**Task description**
Please give an exact transcription of the lines below, from the one that contains "Practice. Find the dog's muzzle" to the very last, with no other lines.

Source data:
::::::::

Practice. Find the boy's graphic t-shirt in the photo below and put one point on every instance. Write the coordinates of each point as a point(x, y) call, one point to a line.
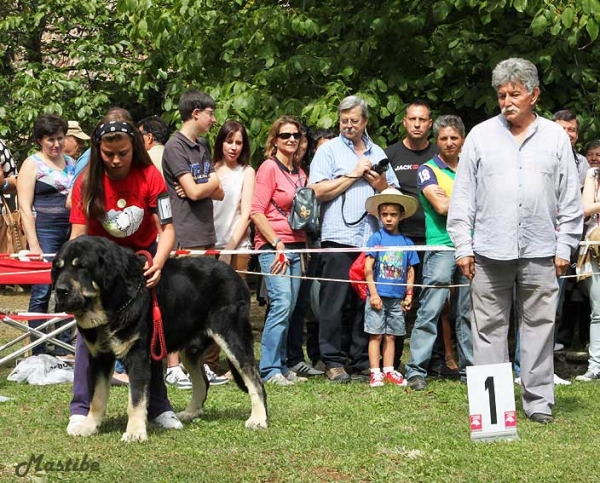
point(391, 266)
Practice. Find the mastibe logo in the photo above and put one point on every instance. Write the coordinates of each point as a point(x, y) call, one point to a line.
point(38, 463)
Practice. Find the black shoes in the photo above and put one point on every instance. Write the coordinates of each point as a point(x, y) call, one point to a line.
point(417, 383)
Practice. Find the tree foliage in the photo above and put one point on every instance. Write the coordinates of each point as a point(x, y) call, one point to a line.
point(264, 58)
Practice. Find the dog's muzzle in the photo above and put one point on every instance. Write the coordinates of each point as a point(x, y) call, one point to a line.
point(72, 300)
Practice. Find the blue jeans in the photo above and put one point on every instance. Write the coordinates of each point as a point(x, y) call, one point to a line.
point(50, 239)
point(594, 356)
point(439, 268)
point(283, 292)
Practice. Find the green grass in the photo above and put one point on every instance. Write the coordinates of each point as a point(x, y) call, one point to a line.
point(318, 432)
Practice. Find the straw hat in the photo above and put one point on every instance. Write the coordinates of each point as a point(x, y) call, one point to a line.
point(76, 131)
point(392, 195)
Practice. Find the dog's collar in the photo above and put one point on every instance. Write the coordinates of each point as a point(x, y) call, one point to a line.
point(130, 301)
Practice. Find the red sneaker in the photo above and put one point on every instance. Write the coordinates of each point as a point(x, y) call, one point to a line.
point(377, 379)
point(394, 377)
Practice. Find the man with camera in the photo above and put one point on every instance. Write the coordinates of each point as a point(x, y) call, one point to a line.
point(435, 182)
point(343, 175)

::::::::

**Result below**
Practice. Find the dog's muzzle in the photo above and put one point on every instance. Write the coordinates of each point as a point(x, y) call, one point to a line.
point(72, 300)
Practice. Find the blue jeans in the photo above and put one point on every instance. Write the coordinates of each point as a point(x, y) call, one point to a line.
point(50, 239)
point(594, 356)
point(439, 268)
point(283, 292)
Practice. Find the green grass in the photo above and put one point on every instance. Write the coordinates of each point as a point(x, y) call, one point to a line.
point(318, 432)
Practice. Find the straw hat in the photo above and put one point on every instance. Write the coordinates of each point as a point(x, y) call, one point to a line.
point(76, 131)
point(392, 195)
Practice. Find the dog's collar in the photo above and put one point on every instance. Write the coordinates of each point as a point(x, y) call, one point to a line.
point(130, 301)
Practice. Find the red sneaker in the photo above and put one point on every instance. Write the coordinates of each point as a point(x, y) call, one point to a line.
point(377, 379)
point(394, 377)
Practice. Find the man with camera in the photo above and put one point on every instance. Write the coordinates of each point as a point(x, y) call, one point to a line.
point(435, 182)
point(343, 175)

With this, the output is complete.